## 挑战 A
把清单中从含有“for the person”的那一行到含有“[465, 179, 528, 247]”的那一行（首尾两行都算在内）整理成 Markdown 表格，列名用“序号”和“记录行”，空行不列入。

将get_tail放在head_mutex的lock范围内是为了保证得到的tail一定指向假元素，head也一定是当前的head。设想一种情况：将get_tail放置在head_mutex的lock范围外，如下所示：

std::unique_ptr<node> pop_head()
{
	node* const old_tail = get_tail();
	std::lock_guard<std::mutex> head_lock(head_mutex);
	if (head.get() == old_tail)
	{
		return nullptr;
	}
	std::unique_ptr<node> old_head = std::move(head);
	head = std::move(old_head->next);
	return old_head;
}

当get_tail返回时，此时head可能已经发生了改变，在head和tail做比较时，也许tail已经被重新附了值，这样head不是你想要的head，tail也不是你想要的tail，就会造成跟预想结果不同的行为发生，将get_tail放在head_mutex的lock范围内就能完美的避免这种情况。

#pragma once

// 一个较完整的使用细粒度锁的thread safe队列
#include <condition_variable>

template<typename T>
class threadsafe_queue
{
private:
	struct node
	{
		std::shared_ptr<T> data;
		std::unique_ptr<node> next;
	};

	std::unique_ptr<node> head;	
	node* tail;

	mutable std::mutex head_mutex;
	mutable std::mutex tail_mutex;
	std::condition_variable data_cond;

	node* get_tail()
	{
		std::lock_guard<std::mutex> tail_lock(tail_mutex);
		return tail;
	}

	std::unique_ptr<node> pop_head()
	{
		std::unique_ptr<node> old_head = std::move(head);
		head = std::move(old_head->next);
		return old_head;
	}

	std::unique_lock<std::mutex> wait_for_data()
	{
		std::unique_lock<std::mutex> head_lock(head_mutex);
		data_cond.wait(head_lock, [&] {return head.get() != get_tail(); });
		return std::move(head_lock);
	}

	std::unique_ptr<node> wait_pop_head()
	{
		std::unique_lock<std::mutex> head_lock(wait_for_data());
		return pop_head();
	}

	std::unique_ptr<node> wait_pop_head(T& value)

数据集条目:
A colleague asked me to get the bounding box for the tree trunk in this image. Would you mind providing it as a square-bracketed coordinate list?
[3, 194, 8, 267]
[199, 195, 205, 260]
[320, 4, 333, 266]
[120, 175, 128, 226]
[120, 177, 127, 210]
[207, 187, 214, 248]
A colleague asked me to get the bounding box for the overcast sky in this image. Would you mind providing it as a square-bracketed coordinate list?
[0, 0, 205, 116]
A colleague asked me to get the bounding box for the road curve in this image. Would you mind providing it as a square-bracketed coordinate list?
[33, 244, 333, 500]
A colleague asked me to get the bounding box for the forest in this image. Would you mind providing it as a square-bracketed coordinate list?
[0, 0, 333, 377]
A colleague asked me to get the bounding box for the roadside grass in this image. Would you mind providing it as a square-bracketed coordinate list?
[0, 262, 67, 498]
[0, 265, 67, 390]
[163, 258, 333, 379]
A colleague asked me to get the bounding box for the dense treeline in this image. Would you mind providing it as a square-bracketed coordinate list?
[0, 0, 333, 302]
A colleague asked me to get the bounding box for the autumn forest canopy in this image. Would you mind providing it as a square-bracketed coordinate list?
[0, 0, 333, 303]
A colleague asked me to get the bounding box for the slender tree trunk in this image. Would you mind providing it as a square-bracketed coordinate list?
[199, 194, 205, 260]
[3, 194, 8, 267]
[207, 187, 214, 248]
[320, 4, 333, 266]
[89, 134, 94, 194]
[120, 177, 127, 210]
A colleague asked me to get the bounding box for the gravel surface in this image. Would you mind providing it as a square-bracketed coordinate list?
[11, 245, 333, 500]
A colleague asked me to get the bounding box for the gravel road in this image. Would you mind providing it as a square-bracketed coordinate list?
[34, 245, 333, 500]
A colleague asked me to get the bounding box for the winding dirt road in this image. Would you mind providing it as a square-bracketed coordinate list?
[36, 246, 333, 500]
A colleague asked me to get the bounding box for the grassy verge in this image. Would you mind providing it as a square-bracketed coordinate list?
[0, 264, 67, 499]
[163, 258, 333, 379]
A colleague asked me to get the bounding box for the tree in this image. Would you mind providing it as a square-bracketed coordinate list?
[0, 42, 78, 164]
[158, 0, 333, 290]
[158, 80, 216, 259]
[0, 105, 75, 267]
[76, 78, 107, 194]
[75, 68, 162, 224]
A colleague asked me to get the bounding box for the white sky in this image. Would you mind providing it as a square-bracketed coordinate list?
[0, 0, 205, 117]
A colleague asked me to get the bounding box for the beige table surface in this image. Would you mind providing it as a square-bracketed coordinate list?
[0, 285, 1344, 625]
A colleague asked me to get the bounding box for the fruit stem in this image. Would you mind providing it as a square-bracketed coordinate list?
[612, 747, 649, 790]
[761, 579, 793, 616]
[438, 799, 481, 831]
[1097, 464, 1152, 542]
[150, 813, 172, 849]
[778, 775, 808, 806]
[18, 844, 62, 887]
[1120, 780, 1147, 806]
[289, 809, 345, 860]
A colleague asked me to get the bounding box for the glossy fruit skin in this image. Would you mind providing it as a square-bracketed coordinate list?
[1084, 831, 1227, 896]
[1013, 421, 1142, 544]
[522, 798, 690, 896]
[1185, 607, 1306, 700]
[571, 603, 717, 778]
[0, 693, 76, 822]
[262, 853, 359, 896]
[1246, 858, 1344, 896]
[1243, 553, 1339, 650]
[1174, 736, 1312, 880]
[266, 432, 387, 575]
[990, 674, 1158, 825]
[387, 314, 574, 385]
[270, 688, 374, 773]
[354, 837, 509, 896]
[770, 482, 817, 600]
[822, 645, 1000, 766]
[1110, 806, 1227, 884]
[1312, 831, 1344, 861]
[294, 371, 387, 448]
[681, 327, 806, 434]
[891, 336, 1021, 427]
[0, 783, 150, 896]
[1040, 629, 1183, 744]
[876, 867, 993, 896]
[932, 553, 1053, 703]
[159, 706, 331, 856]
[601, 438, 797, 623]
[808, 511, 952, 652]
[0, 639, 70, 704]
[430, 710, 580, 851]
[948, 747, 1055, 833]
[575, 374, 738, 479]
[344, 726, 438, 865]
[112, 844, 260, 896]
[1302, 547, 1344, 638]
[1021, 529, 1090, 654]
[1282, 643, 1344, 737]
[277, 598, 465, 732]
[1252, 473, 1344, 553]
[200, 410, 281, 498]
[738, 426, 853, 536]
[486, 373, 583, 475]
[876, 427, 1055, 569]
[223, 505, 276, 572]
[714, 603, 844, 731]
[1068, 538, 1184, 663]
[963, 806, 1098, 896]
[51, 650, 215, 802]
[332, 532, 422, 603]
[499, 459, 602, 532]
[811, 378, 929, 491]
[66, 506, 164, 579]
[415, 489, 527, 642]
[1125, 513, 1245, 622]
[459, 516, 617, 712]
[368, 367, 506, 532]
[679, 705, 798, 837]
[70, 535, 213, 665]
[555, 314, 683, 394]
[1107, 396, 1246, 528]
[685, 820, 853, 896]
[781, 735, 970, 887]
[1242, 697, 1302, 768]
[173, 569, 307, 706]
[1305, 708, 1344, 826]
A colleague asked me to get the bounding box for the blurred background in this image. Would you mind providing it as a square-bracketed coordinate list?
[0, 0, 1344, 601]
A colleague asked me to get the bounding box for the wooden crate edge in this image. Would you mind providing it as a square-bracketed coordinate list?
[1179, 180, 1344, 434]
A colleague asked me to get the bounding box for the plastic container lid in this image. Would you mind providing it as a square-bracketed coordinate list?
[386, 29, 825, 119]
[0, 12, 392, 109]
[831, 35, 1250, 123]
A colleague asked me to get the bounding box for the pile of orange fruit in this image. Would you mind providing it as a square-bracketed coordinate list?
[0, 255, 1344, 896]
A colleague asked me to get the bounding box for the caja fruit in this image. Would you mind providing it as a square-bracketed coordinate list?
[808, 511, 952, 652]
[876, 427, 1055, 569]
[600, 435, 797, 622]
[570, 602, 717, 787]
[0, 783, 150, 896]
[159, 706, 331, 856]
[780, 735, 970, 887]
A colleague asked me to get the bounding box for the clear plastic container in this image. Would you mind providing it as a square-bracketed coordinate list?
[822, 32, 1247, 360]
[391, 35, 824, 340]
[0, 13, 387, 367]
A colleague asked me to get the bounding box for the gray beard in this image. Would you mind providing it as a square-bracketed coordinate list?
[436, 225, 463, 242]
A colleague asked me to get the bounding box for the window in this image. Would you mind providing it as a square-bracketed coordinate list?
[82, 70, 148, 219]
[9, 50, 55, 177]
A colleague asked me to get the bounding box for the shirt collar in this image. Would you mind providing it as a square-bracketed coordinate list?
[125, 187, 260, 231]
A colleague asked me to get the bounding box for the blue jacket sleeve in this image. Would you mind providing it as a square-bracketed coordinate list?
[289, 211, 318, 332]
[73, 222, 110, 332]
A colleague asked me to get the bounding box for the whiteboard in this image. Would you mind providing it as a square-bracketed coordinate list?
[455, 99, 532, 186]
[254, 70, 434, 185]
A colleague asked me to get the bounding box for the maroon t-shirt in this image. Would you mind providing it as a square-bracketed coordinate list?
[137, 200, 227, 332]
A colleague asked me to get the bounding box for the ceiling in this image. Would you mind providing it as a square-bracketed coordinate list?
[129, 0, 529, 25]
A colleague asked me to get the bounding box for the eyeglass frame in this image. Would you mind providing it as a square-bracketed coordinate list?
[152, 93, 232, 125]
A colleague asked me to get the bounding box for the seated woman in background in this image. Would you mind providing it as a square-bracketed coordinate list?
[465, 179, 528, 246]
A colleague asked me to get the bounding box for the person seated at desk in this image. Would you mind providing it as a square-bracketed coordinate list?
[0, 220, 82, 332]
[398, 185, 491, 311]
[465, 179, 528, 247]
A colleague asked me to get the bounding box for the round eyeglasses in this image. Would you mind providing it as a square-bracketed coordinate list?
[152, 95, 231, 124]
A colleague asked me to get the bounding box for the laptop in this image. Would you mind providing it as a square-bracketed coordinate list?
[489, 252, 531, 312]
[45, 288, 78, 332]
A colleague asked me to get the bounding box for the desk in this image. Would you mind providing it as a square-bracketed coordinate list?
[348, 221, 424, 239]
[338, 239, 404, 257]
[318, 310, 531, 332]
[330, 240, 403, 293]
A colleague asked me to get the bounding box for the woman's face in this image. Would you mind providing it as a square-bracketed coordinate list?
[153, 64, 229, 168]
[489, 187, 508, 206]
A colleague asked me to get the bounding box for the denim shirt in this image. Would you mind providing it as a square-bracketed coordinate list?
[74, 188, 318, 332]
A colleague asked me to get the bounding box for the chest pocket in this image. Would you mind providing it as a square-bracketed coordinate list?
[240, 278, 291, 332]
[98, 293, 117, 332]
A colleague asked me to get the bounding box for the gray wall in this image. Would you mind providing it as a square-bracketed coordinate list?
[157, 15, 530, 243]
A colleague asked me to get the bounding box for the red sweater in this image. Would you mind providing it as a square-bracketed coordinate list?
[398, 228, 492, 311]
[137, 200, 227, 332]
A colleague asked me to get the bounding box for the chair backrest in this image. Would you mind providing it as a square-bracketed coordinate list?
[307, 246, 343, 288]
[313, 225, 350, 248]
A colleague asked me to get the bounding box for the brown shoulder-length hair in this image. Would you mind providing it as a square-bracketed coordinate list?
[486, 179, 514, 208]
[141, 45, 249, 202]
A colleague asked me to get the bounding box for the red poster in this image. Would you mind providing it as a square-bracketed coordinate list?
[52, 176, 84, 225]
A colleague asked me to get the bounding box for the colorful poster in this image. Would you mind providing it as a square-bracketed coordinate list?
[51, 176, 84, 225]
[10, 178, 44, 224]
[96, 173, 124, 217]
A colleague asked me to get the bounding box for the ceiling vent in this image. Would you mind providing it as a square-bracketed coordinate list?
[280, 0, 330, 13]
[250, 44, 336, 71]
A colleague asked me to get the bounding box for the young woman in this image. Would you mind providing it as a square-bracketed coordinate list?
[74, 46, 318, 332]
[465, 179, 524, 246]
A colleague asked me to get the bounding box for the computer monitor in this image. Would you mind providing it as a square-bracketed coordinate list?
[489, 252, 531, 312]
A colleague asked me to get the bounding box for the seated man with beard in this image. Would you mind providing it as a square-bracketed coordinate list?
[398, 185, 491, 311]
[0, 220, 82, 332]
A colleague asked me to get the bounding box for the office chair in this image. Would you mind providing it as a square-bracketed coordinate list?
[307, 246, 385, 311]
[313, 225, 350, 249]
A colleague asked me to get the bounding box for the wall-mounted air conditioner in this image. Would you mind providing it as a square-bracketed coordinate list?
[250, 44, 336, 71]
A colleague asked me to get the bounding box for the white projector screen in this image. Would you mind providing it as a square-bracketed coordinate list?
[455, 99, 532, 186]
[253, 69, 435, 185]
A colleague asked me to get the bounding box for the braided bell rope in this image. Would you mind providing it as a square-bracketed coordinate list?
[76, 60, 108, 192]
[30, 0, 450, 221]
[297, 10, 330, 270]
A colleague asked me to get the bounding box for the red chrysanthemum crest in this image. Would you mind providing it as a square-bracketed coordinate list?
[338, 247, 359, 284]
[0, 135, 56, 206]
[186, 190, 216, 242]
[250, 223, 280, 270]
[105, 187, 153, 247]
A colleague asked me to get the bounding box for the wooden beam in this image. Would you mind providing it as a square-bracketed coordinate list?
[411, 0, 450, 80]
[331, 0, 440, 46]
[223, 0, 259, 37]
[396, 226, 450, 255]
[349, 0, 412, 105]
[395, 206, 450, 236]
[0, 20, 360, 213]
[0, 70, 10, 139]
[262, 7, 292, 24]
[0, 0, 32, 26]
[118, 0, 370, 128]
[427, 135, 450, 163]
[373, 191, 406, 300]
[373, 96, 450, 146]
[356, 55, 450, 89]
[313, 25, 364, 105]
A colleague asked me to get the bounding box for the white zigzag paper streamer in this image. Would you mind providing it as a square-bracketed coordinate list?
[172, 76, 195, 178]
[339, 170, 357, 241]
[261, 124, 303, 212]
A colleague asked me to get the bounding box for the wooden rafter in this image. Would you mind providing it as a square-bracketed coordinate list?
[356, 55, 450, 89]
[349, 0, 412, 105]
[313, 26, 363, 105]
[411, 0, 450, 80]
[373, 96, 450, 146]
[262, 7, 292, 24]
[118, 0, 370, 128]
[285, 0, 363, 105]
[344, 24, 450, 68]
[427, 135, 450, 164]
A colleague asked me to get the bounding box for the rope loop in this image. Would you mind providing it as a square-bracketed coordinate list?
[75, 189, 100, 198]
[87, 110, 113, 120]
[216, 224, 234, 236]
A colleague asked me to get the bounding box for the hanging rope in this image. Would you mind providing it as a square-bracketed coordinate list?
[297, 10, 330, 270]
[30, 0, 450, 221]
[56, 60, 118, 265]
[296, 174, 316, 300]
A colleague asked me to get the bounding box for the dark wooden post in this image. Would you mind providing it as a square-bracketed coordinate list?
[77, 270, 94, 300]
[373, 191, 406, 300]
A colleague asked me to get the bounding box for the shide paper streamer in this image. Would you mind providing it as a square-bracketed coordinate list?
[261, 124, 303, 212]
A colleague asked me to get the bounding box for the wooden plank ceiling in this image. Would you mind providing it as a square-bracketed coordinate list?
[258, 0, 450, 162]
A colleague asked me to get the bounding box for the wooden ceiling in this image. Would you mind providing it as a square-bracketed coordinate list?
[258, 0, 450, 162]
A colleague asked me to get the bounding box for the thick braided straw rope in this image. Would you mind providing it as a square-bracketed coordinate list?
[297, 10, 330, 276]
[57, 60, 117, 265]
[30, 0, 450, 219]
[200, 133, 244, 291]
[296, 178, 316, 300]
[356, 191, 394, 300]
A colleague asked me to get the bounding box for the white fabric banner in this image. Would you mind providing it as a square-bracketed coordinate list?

## 挑战 B
从细粒度锁线程安全队列文段停下的地方接着往下写。

## 书面回答 A
| 序号 | 记录行 |
|---|---|
| 1 | A colleague asked me to get the bounding box for the person seated at desk in this image. Would you mind providing it as a square-bracketed coordinate list? |
| 2 | [0, 220, 82, 332] |
| 3 | [398, 185, 491, 311] |
| 4 | [465, 179, 528, 247] |

## 书面回答 B
	{
		std::unique_lock<std::mutex> head_lock(wait_for_data());
		value = std::move(*head->data);
		return pop_head();
	}

	std::unique_ptr<node> try_pop_head()
	{
		std::lock_guard<std::mutex> head_lock(head_mutex);
		if (head.get() == get_tail())
		{
			return std::unique_ptr<node>();
		}
		return pop_head();
	}

	std::unique_ptr<node> try_pop_head(T& value)
	{
		std::lock_guard<std::mutex> head_lock(head_mutex);
		if (head.get() == get_tail())
		{
			return std::unique_ptr<node>();
		}
		value = std::move(*head->data);
		return pop_head();
	}

public:
	threadsafe_queue() :
		head(new node), tail(head.get())
	{}

	threadsafe_queue(const threadsafe_queue& other) = delete;
	threadsafe_queue& operator=(const threadsafe_queue& other) = delete;

	void push(T new_value)
	{
		std::shared_ptr<T> new_data(
			std::make_shared<T>(std::move(new_value)));
		std::unique_ptr<node> p(new node);
		{
			std::lock_guard<std::mutex> tail_lock(tail_mutex);
			tail->data = new_data;
			node* const new_tail = p.get();
			tail->next = std::move(p);
			tail = new_tail;
		}
		data_cond.notify_one();
	}

	std::shared_ptr<T> wait_and_pop()
	{
		std::unique_ptr<node> const old_head = wait_pop_head();
		return old_head->data;
	}

	void wait_and_pop(T& value)
	{
		std::unique_ptr<node> const old_head = wait_pop_head(value);
	}

	std::shared_ptr<T> try_pop()
	{
		std::unique_ptr<node> old_head = try_pop_head();
		return old_head ? old_head->data : std::shared_ptr<T>();
	}

	bool try_pop(T& value)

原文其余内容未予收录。